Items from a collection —

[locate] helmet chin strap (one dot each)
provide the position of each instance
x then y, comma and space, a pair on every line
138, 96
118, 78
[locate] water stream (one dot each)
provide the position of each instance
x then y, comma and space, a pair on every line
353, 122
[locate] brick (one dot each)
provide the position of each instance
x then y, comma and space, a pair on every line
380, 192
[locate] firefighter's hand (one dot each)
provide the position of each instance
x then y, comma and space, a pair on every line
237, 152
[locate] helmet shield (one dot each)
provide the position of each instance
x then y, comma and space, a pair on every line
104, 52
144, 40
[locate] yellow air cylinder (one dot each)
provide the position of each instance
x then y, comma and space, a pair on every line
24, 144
==
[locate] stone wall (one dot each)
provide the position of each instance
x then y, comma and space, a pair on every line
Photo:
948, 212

Exercise brief — Count the lines in the items above that contain the string "locate", treating uppercase and lowercase as different. Reply with the number alone.

Answer for the task — 7